**ENUNCIADO**
As afirmações a seguir estão de acordo com o trecho selecionado? Responda sim ou não a cada uma e cite literalmente as palavras do trecho que decidem a resposta: (a) o ativismo judicial surgiu nos EUA, em 1947; (b) segundo dados do CNJ de 2019, um processo dura, em média, de 2 a 4 anos; (c) durante a pandemia, os atos do Executivo fixaram normas uniformes, iguais para todos os governantes.

**TRECHO SELECIONADO**

# # # # #

“Ser ou não ser, eis a questão”. A célebre frase do protagonista da peça “A tragédia de Hamlet”, de Sheakspeare, define bem a atual postura do Judiciário Brasileiro, ao prolatar decisões vacilantes e contraditórias, gerando um estado de extrema insegurança jurídica.
O chamado ativismo judicial, que é a atuação extensiva do Poder Judiciário ao adequar, inovar ou modificar a lei através da sua interpretação, já vem de longa data, pois surgido nos EUA, em 1947, e aportado nas terras brasileiras, depois da redemocratização e da Constituição de 1988.
Foi esta prática do Judiciário que, ao apresentar resposta às demandas que, originariamente, deveria partir dos outros dois Poderes (Executivo e Legislativo), propiciou o surgimento de outro fenômeno: o da judicialização da política, que nada mais é do que a transferência das competências destes Poderes para o Judiciário, ao arrepio do princípio constitucional da separação dos Poderes.
Dessa forma, a cultura do litígio e demandas crescentes assoberbaram as unidades judiciárias de todo o país, que, sem estrutura e pessoal, não conseguem entregar a prestação jurisdicional em um tempo razoável (um processo dura, em média, de 6 a 8 anos, segundo dados do CNJ – Conselho Nacional de Justiça – de 2019).
Ocorre que, com a pandemia de covid-19, as demandas judiciais ganharam contornos ainda mais trágicos. Na tentativa de frear o contágio do coronavírus, proliferaram atos do Executivo que estabeleceram normas variadas, desde a obrigatoriedade da máscara, o distanciamento social, o toque de recolher até o lockdown, conforme o viés político de cada governante.

# # # # #

**DADOS FORNECIDOS**
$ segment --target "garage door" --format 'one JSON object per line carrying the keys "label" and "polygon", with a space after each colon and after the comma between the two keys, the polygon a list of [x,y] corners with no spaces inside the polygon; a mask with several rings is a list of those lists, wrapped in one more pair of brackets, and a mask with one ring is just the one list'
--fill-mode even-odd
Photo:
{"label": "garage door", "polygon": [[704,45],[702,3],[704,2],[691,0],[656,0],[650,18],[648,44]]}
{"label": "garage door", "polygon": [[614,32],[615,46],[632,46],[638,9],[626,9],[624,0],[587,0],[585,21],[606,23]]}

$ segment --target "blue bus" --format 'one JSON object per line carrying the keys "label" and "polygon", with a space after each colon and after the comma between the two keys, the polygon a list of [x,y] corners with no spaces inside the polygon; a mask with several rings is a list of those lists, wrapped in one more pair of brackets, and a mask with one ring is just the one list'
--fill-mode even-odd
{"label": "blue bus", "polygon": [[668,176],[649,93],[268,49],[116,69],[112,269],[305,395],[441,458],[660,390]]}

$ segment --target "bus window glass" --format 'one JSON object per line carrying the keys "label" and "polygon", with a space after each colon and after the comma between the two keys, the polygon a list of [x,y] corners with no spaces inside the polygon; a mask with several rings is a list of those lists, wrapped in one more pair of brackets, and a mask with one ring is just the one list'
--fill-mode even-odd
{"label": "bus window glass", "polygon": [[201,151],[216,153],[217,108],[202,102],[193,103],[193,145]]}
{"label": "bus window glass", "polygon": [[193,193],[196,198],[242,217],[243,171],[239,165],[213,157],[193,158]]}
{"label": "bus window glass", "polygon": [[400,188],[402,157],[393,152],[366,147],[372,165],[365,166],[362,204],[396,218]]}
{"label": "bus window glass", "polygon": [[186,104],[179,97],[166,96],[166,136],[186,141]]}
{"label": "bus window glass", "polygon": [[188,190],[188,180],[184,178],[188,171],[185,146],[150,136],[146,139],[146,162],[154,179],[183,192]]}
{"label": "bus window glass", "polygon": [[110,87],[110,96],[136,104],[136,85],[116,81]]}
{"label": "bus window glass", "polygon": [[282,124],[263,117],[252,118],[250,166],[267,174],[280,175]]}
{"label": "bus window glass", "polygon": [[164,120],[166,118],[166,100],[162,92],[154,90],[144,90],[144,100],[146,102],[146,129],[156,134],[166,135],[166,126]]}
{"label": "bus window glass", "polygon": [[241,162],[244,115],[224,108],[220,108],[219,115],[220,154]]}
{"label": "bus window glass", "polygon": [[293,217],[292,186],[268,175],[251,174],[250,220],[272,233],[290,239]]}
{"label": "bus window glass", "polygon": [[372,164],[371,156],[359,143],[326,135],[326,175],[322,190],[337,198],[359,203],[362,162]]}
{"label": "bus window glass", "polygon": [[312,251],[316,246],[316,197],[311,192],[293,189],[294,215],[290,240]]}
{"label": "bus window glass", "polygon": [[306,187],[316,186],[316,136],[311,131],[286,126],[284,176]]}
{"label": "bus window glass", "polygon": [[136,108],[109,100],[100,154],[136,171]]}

# # # # #

**RESOLUÇÃO COMENTADA**
(a) Sim: "surgido nos EUA, em 1947".
(b) Não: "um processo dura, em média, de 6 a 8 anos, segundo dados do CNJ – Conselho Nacional de Justiça – de 2019".
(c) Não: "proliferaram atos do Executivo que estabeleceram normas variadas, desde a obrigatoriedade da máscara, o distanciamento social, o toque de recolher até o lockdown, conforme o viés político de cada governante".